*TEXTO DO DOCUMENTO:*
'''

De maneira que o fundo radical não apenas comunista,
mas transcomunista da meta autogestionária foi confessado e proclamado
como próprio pelo socialismo francês.
Pela primeira vez em minha vida, eu via o socialismo
inteiramente desmascarado por si próprio. E com a grande vantagem de ser
desmascarado, não pelo livro de um intelectual qualquer, a respeito do
qual o partido pudesse dizer que não representava o seu pensamento, mas
por resoluções públicas e oficiais do próprio Partido Socialista
autogestionário vencedor.
Apresentava-se diante de mim, portanto, uma
oportunidade única de arrancar a máscara do socialismo internacional.
Então me atirei à denúncia desse socialismo, bem
certo de que os meus leitores saberiam ver que, entre socialismo e
socialismo, poderia haver diferenças de matizes, mas havia sobretudo
identidade de corpo doutrinário, de metas e de ação. E que, portanto, o
que de um deles se dissesse, do outro também se poderia dizer.
Tudo isso nos convidava a dar o grande lance, que de
fato foi dado [36].
3. Estupor: seis páginas, 52 países, 33,5 milhões de exemplares
Comecei o trabalho de redação algum tempo depois de
Mitterrand ter sido eleito presidente em maio de 1981.
Uma das minhas preocupações era surpreender a
autogestão em seu nascedouro. O mito da autogestão começava a nascer e o
mérito estaria em denunciar o mito enquanto ele ainda fosse pequenino [37].
Um trabalho desses não se faz da noite para o dia.
Foi um documento trabalhosíssimo. Demorei, no meio de minhas ocupações,
uns três ou quatro meses para acabá-lo.
Às vezes eu viajava para uma cidade do interior e ali
redigia algumas partes. Outras vezes trabalhava em São Paulo mesmo. E em
São Paulo era um trabalho quase diário [38].
A Mensagem ficou pronta, e no dia 9 de
dezembro de 1981 ela foi publicada simultaneamente nos Estados Unidos, no
Washington Post; e na Alemanha, no Frankfurter Allgemeine
Zeitung; e posteriormente reproduzida em 45 diários de maior
circulação de 19 países da Europa, América e Oceania.
Um resumo foi publicado
depois em diversos países dos cinco continentes.
No total, a Mensagem
saiu em catorze idiomas, atingindo uma tiragem total de 33,5 milhões
de exemplares, em 155 publicações de 69 países, alcançando
repercussões em 114 nações [39].
Esse grande lance foi
dado pelas treze TFPs então existentes, dirigindo-se solidariamente à
opinião universal e utilizando para isto um meio de propaganda especial:
publicando em seis páginas de jornal a matéria de um pequeno livro de
condensação.

'''

*EXERCÍCIO PROPOSTO 1:*
Liste todas as referências numéricas entre colchetes que aparecem no texto sobre a Mensagem.
*EXERCÍCIO PROPOSTO 2:*
Extraia do texto sobre a Mensagem o trecho entre "Um resumo foi" e "114 nações [39].", inclusive.
*EXERCÍCIO PROPOSTO 3:*
Escreva a continuação do texto sobre a Mensagem, começando logo após a última frase.
A listagem seguinte provém de outra fonte.

*DADOS EXTRAÍDOS:*
'''

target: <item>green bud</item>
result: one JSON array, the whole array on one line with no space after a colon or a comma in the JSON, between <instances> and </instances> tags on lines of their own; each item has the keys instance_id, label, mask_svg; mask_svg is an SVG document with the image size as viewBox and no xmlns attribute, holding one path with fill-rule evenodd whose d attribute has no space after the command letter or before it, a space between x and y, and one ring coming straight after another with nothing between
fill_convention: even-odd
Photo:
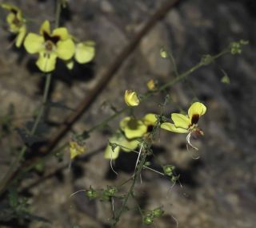
<instances>
[{"instance_id":1,"label":"green bud","mask_svg":"<svg viewBox=\"0 0 256 228\"><path fill-rule=\"evenodd\" d=\"M162 48L160 49L160 56L162 58L167 58L168 57L168 53L163 48Z\"/></svg>"},{"instance_id":2,"label":"green bud","mask_svg":"<svg viewBox=\"0 0 256 228\"><path fill-rule=\"evenodd\" d=\"M118 191L118 189L115 187L110 187L110 186L107 187L106 192L109 196L114 196L117 191Z\"/></svg>"},{"instance_id":3,"label":"green bud","mask_svg":"<svg viewBox=\"0 0 256 228\"><path fill-rule=\"evenodd\" d=\"M90 199L97 198L97 192L91 187L91 186L90 187L90 189L86 191L86 195L89 197Z\"/></svg>"},{"instance_id":4,"label":"green bud","mask_svg":"<svg viewBox=\"0 0 256 228\"><path fill-rule=\"evenodd\" d=\"M143 218L143 223L145 225L151 225L154 222L154 218L151 214L147 214Z\"/></svg>"},{"instance_id":5,"label":"green bud","mask_svg":"<svg viewBox=\"0 0 256 228\"><path fill-rule=\"evenodd\" d=\"M211 55L204 55L201 59L201 64L202 65L209 65L210 64L213 57Z\"/></svg>"},{"instance_id":6,"label":"green bud","mask_svg":"<svg viewBox=\"0 0 256 228\"><path fill-rule=\"evenodd\" d=\"M162 169L165 175L172 176L173 171L175 169L175 167L173 165L166 165L166 166L163 166Z\"/></svg>"},{"instance_id":7,"label":"green bud","mask_svg":"<svg viewBox=\"0 0 256 228\"><path fill-rule=\"evenodd\" d=\"M165 211L162 210L162 207L158 207L153 210L152 216L158 218L161 217L164 213Z\"/></svg>"}]
</instances>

'''

*RESPOSTA DO EXERCÍCIO 1:*
[36], [37], [38], [39]

*RESPOSTA DO EXERCÍCIO 2:*
Um resumo foi publicado
depois em diversos países dos cinco continentes.
No total, a Mensagem
saiu em catorze idiomas, atingindo uma tiragem total de 33,5 milhões
de exemplares, em 155 publicações de 69 países, alcançando
repercussões em 114 nações [39].

*RESPOSTA DO EXERCÍCIO 3:*
Não me consta que se tenha feito algo com tanta
audácia de publicidade. E, de uma vez, nos principais jornais dos
principais países do mundo [40].
Até então, em escala internacional, o socialismo
autogestionário ainda não fora questionado em seus últimos fundamentos
filosóficos.
Inegavelmente a Mensagem das treze TFPs abriu
uma brecha no silêncio geral a tal respeito. Pondo em evidência a
incompatibilidade do programa do PS francês com a doutrina tradicional do
Supremo Magistério Eclesiástico, e questionando gravemente o sistema
autogestionário, a Mensagem concorria para dissipar a “lua-de-mel”
com a opinião pública, na qual se expandia tão favoravelmente o prestígio
da autogestão.
* *
*
No Brasil, a Mensagem só foi publicada um mês
depois. É que a crise polonesa de fins de 1981 concorreu fortemente para
desviar a atenção mundial do êxito eleitoral do Partido Socialista
francês* [41].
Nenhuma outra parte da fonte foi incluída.